WORK TO COMPLETE
Can you update all the rows below so that "innermost point" becomes "central point" and everything else stays the same? Leave the pictures out of your answer.

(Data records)
####

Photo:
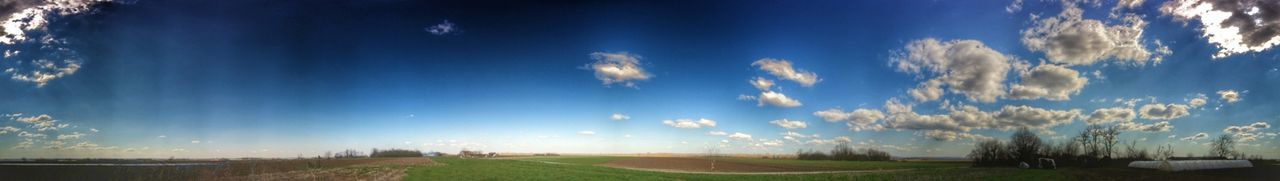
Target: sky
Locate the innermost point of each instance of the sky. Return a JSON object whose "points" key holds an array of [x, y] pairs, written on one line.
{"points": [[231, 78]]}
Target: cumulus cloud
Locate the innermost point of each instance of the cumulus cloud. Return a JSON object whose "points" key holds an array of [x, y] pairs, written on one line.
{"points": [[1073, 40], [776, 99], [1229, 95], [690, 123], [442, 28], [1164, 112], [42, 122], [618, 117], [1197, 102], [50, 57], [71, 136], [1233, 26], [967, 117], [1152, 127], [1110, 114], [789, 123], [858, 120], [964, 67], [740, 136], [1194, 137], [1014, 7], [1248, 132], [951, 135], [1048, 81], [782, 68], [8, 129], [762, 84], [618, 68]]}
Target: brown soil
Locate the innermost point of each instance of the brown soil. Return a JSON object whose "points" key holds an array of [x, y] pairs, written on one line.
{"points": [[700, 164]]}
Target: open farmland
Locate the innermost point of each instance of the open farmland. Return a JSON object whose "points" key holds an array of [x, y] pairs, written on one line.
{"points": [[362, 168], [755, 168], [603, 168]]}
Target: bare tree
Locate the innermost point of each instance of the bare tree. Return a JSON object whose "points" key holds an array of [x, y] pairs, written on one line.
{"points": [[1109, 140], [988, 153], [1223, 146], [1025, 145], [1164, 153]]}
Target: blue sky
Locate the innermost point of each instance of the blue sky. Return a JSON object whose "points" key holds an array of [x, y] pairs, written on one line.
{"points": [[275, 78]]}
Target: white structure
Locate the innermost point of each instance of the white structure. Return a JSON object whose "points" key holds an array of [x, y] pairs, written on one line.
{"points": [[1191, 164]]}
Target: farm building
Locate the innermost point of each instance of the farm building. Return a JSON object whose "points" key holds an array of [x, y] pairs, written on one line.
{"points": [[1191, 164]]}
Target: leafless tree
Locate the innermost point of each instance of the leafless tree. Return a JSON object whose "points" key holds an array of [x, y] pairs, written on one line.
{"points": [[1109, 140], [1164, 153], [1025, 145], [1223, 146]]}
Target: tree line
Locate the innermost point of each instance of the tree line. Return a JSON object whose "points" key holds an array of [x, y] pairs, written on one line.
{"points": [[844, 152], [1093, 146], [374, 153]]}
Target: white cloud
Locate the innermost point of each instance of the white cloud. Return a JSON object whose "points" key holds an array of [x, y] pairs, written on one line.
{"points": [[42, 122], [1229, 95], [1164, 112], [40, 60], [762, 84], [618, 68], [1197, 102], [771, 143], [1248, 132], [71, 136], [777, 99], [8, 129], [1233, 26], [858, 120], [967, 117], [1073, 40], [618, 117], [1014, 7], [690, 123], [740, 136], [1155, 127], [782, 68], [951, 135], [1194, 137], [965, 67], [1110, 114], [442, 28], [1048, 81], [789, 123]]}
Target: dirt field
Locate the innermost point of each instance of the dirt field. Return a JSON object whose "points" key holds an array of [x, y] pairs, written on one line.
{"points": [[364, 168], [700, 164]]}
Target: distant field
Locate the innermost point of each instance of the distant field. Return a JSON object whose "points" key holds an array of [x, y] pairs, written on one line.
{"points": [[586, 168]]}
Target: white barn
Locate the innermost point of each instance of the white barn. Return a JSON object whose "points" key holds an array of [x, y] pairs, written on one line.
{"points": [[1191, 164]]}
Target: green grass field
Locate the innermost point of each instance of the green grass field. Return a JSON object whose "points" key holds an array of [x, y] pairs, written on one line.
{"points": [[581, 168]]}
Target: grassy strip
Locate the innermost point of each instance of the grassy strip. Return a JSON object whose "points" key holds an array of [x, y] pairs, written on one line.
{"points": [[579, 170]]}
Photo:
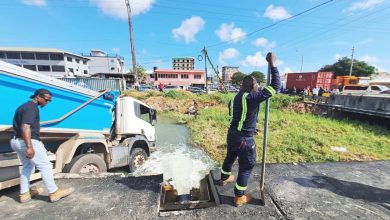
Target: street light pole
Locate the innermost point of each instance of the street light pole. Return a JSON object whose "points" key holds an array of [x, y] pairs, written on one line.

####

WRITTEN SOLUTION
Photo:
Target: sky
Locate the central point of each instance of the sky. Return a JSON object whose "points" key holds an array of [x, y] pairs, written on one line.
{"points": [[231, 78]]}
Target: cumulus cloud
Locate the central point of each instance of the cumulus cloud. Return a JSON object whose "points" key holds an array of [x, y] pairs, written on one line.
{"points": [[1073, 40], [776, 99], [1229, 95], [690, 123], [442, 28], [1164, 112], [42, 122], [618, 117], [1197, 102], [50, 57], [71, 136], [1233, 26], [967, 117], [1152, 127], [1110, 114], [789, 123], [858, 120], [964, 67], [740, 136], [1194, 137], [1014, 7], [1248, 132], [951, 135], [1048, 81], [782, 68], [8, 129], [762, 84], [618, 68]]}
Target: brown soil
Locate the central point of each instance of the brown soil. Return a JSON object whose "points" key holds an array of [x, y] pairs, written on one line.
{"points": [[700, 164]]}
Target: open farmland
Locate the central point of each instance of the open farmland. Return a JSON object whose "points" key holds an array of [x, y] pairs, written on one line.
{"points": [[362, 168], [755, 168], [603, 168]]}
Target: bare tree
Locate the central point of each instance of the bare tree. Return a JSON object whose "points" key holds an array of [x, y] pairs, written on one line.
{"points": [[1109, 140], [988, 153], [1223, 146], [1025, 145], [1164, 153]]}
Target: blue sky
Locate the central point of each instance of the blue sky. Return a JSON object whose "points" key holds an array of [x, y] pairs, written on one line.
{"points": [[275, 78]]}
Target: white structure
Locate the central point of each instance of the white structure. Return a JSON object whose "points" key holds an array of [x, y] pairs, written on one line.
{"points": [[1191, 164]]}
Target: farm building
Locate the central point of each instance of the farm building. Return a JSON object whose "points" key holds an array of [x, y] pairs, written on one line.
{"points": [[1191, 164]]}
Target: leafless tree
Locate the central point of each instance of the leafless tree. Return a JSON object whose "points" key holds an array of [x, y] pairs, written on one line.
{"points": [[1109, 140], [1164, 153], [1025, 145], [1223, 146]]}
Target: tree line
Locate the central point of each instance of the tree line. Return a JSON object whose "points" key holds an array of [x, y] pairs, written on one line.
{"points": [[844, 152], [1093, 146], [374, 153]]}
Target: white cloud
Locate the central point of each instance of the white cloud. Return a JSON object whose "points" key holds an array of [x, y] pairs, written on one line.
{"points": [[42, 122], [1229, 95], [1164, 112], [40, 60], [762, 84], [618, 68], [1197, 102], [771, 143], [1248, 132], [71, 136], [777, 99], [8, 129], [1233, 26], [858, 120], [967, 117], [1073, 40], [618, 117], [1014, 7], [690, 123], [740, 136], [1155, 127], [782, 68], [951, 135], [1194, 137], [965, 67], [1110, 114], [442, 28], [1048, 81], [789, 123]]}
Target: dirt field
Locate the central point of each instance of the dirt field. Return a JSON object whose "points" key holds an array of [x, y] pairs, written on one line.
{"points": [[364, 168], [700, 164]]}
Target: distant field
Locate the central point of each instance of the distant field. Return a JSON object whose "points" key holds an array of [x, y] pairs, written on one line.
{"points": [[586, 168]]}
Target: white barn
Locate the central point of each instance of the white barn. Return a JSON object whose "points" key holds an array of [x, y] pairs, written on one line.
{"points": [[1191, 164]]}
Target: green grass field
Locate the central point of each instance of the green grass field. Return a JSON object whose "points" key holds an array of [x, y] pairs, written on one line.
{"points": [[581, 168]]}
Target: grassy strip
Locate the central point of each instance of the grassy strip. Return a JSON object whose "points" key holds an array of [x, y] pairs, written on one line.
{"points": [[579, 170]]}
Photo:
Target: street light pole
Locate the central point of each instance of the street light pole. Return a JSON object whose "points" key holds an array of [x, y] pairs, written on one line.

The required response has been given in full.